/md5-filesystem-tools

Manage and analyze file integrity in nested directories with our MD5 toolkit. Features recursive checksum creation, duplicate detection through checksums, and automated removal of duplicates.

Primary LanguageShell

MD5 filesystem tools

Harness the power of MD5 checksums for your filesystem with our toolkit of MD5 filesystem tools designed for managing and analyzing file integrity across nested directories. Features include recursive checksum file creation, duplicate file detection based on checksum comparison, and automated duplicate removal using checksum validation.

generate_checksums_recursively.sh

This script is designed to recursively find all directories within a specified root directory, calculate the number of files in each directory (excluding subdirectories and any 'checksums.md5' files), and generate a 'checksums.md5' file containing the MD5 checksums for each file within the directory. It also provides feedback on its progress and the results of its operations.

▸ Brief 1:
For each statement about the MD5 filesystem tools page, answer yes or no and quote the exact words that decide it: (a) the generate_checksums_recursively.sh script leaves out 'checksums.md5' files when counting the files in each directory; (b) the toolkit finds duplicate files by comparing their names; (c) the script reports on its progress.
▸ Brief 2:
Copy out the lines of the listing from the line with "Provide one marker per instance of the brick wall" up to and including the line with "x=404, y=246".
The MD5 tools page and the listing that follows it have nothing to do with each other.

▸ Exercise inputs:
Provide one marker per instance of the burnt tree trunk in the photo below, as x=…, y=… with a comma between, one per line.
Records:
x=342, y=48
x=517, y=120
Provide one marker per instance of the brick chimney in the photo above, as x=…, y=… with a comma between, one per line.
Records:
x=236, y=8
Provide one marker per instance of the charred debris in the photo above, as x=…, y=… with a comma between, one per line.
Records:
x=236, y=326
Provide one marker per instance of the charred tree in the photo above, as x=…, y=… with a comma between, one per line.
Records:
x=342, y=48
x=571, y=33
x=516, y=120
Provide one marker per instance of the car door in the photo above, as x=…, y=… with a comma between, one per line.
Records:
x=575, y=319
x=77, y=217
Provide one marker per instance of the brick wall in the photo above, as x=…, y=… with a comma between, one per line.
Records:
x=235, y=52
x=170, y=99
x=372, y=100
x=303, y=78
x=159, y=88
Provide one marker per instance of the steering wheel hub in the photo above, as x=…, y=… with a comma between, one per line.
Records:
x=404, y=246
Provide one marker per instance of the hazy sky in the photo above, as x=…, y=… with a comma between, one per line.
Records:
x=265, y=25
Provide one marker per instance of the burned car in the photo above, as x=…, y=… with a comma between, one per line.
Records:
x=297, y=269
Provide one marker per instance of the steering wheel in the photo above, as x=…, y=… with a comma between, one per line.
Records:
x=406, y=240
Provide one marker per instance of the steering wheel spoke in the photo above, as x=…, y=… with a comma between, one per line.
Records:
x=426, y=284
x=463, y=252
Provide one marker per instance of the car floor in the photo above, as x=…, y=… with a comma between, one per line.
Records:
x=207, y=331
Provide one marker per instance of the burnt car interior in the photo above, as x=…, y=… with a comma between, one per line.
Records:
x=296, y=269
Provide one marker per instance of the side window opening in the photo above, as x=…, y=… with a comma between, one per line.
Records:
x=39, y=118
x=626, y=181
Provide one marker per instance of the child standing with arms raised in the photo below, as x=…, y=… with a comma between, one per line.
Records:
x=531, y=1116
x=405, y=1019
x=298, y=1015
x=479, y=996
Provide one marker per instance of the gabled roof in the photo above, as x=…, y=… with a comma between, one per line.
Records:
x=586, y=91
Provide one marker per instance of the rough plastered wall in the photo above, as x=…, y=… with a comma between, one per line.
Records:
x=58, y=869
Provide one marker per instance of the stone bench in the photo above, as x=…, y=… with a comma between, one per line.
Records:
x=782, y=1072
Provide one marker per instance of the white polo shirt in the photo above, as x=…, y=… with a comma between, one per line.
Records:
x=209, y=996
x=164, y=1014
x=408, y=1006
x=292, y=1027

▸ Solution 1:
(a) Yes: "excluding subdirectories and any 'checksums.md5' files"
(b) No: "duplicate file detection based on checksum comparison"
(c) Yes: "It also provides feedback on its progress and the results of its operations."

▸ Solution 2:
Provide one marker per instance of the brick wall in the photo above, as x=…, y=… with a comma between, one per line.
Records:
x=235, y=52
x=170, y=99
x=372, y=100
x=303, y=78
x=159, y=88
Provide one marker per instance of the steering wheel hub in the photo above, as x=…, y=… with a comma between, one per line.
Records:
x=404, y=246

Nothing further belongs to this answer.